==== PASSAGE FOR REVIEW
The Trump administration’s claim that it would struggle to train tens of thousands of personnel by Jan. 1 in order to process new transgender recruits, and the rush to do that could damage the military, is “suspicious,” according to a policy paper by three former top military medical officials.
Preparing more than 23,000 military recruiters and medical evaluators for the recruiting ordered to begin in two weeks by federal courts would not be difficult or time-consuming, former surgeons general of the Navy and Army and a former Coast Guard director of health and safety wrote in the paper set to be published by the Palm Center rights group Monday.
Recruiters, who account for about 20,000 of the group to be trained, could be readied by sending a one-page instruction to their stations and evaluators require about four hours of training, according to the paper.
“The administration’s claims are suspicious because training recruiters and medical evaluators to process applications from transgender candidates is neither complicated nor time-consuming,” the former officials wrote.
Federal courts in Washington, D.C., and Maryland order the Pentagon to proceed with plans put in place under then-President Barack Obama to begin accepting transgender enlistees on Jan. 1, but the Justice Department is still seeking emergency relief so Defense Secretary Jim Mattis can delay the change. President Trump called for a complete ban on transgender individuals serving in the military this summer, and Mattis has formed a working group tasked with writing a specific policy to match Trump's directive.
The requirement to train “tens of thousands” of personnel and the argument it will cause potential damage to military readiness have been laid out in filings in both courts by the Justice Department and Lernes Hebert, the acting deputy assistant secretary of defense for military personnel policy.
The personnel include 20,367 recruiters, 2,785 employees at military entrance processing stations, or MEPS, and service medical waiver authorities, as well as personnel at boot camps and the military hospitals that support them, according to the filings.
“Given the complexity of the interdisciplinary medical standards that need to be issued and the number of geographically dispersed individuals that need to be carefully trained on those standards, the [Defense] Department would not be adequately and properly prepared to begin processing transgender applicants on Jan. 1, 2018,” the administration argued using Hebert’s declaration to the court. “Put simply, compliance with the district court’s Jan. 1 deadline will impose extraordinary burdens on the military and have a harmful impact on its missions and readiness.”
========
EXERCISE DIRECTIONS → Please write the next part of the news article about training military personnel to process transgender recruits, starting after its final paragraph. The material has nothing to do with this.
==== DATA SHOWN
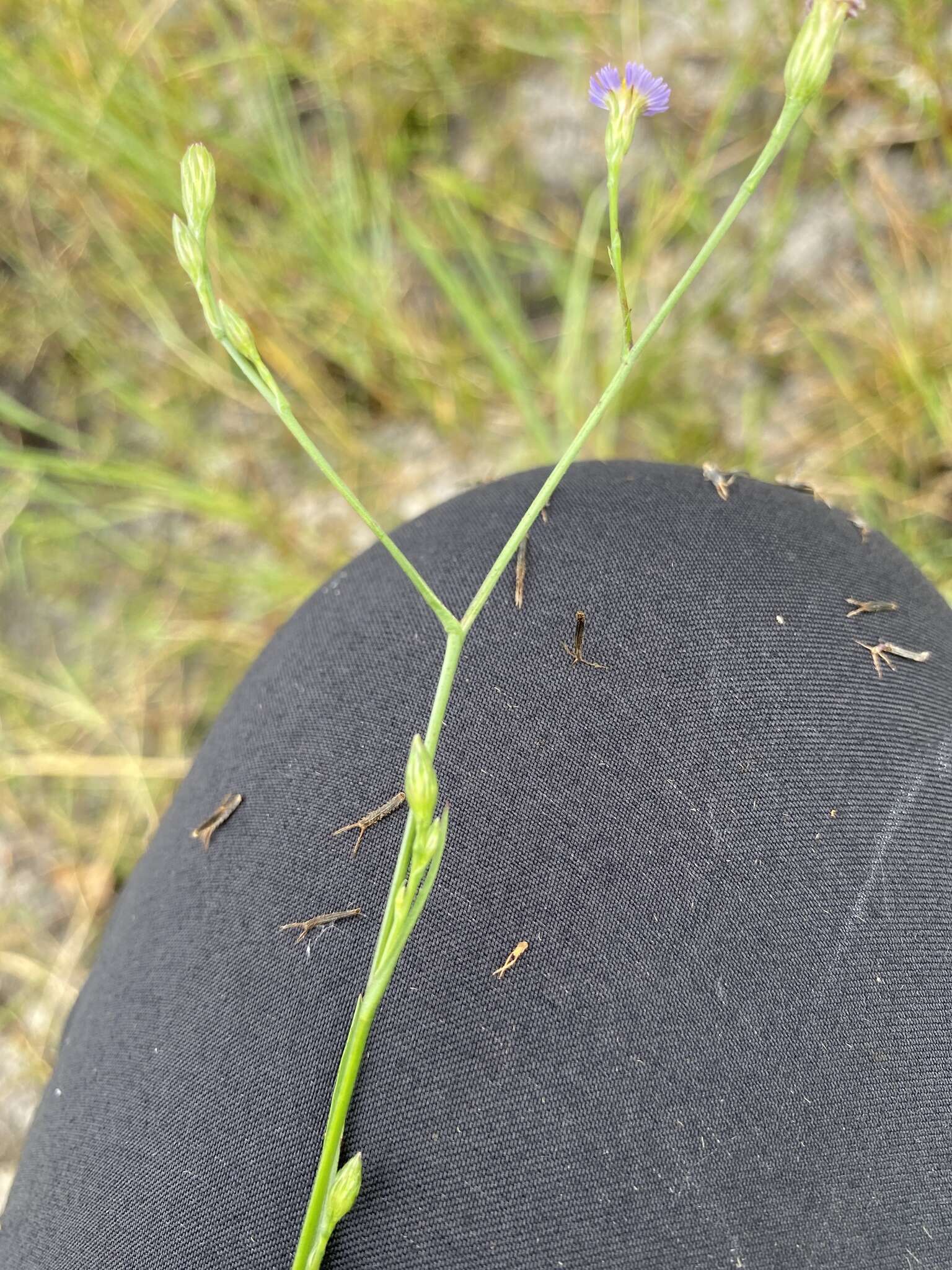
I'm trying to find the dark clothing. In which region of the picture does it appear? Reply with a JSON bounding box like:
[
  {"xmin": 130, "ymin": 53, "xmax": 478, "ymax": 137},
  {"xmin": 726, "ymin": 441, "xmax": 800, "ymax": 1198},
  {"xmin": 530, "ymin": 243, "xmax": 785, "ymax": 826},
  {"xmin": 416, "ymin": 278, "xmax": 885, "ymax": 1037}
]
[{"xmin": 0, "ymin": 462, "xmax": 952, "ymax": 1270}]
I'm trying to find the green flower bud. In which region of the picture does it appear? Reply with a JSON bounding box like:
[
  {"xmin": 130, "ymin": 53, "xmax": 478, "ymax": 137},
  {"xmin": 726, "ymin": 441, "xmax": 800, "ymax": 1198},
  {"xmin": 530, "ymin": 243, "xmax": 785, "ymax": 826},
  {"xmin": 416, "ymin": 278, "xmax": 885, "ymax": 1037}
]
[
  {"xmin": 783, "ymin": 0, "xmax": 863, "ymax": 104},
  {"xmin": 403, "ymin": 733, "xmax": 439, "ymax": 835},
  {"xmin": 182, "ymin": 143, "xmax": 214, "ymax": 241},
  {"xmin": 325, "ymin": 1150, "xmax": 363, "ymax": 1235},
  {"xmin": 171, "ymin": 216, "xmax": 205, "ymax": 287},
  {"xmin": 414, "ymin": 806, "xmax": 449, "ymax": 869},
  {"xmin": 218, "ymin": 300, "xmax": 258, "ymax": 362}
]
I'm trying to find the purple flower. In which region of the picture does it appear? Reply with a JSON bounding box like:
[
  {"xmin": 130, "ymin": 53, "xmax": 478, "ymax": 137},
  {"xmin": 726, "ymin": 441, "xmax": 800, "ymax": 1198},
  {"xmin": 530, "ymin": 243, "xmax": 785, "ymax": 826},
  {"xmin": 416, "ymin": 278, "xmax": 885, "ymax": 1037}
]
========
ANSWER FOR THIS EXERCISE →
However, the policy paper obtained exclusively by the Washington Examiner refutes the administration’s claim that Defense Department personnel need in-depth knowledge of transgender medical standards.
“Recruiters require no training to process transgender applicants, because the only points recruiters need to understand are that qualified transgender people are permitted to serve, and that recruiters should process their paperwork the same way they process paperwork for everyone else,” the former officials wrote.
The authors of the paper are retired Vice Adm. Donald Arthur, who served as Navy surgeon general during the George W. Bush administration; Maj. Gen. Gale Pollock, who was acting Army surgeon general during the Bush administration; and retired Rear Adm. Alan Steinman, who served as Coast Guard director of health and safety, which is that service's equivalent to surgeon general, during the Clinton administration.
Military medical examiners need very little training because the transgender enlistment standards were created to be evaluated the same as all other medical histories, they wrote.
That training would entail a slide show, discussion of the enlistment regulations, a medical definition of gender dysphoria and treatment, and a question-and-answer session.
“For all of these reasons, the training that MEPS medical personnel undergo to learn how to evaluate transgender candidates is only four hours long,” they wrote.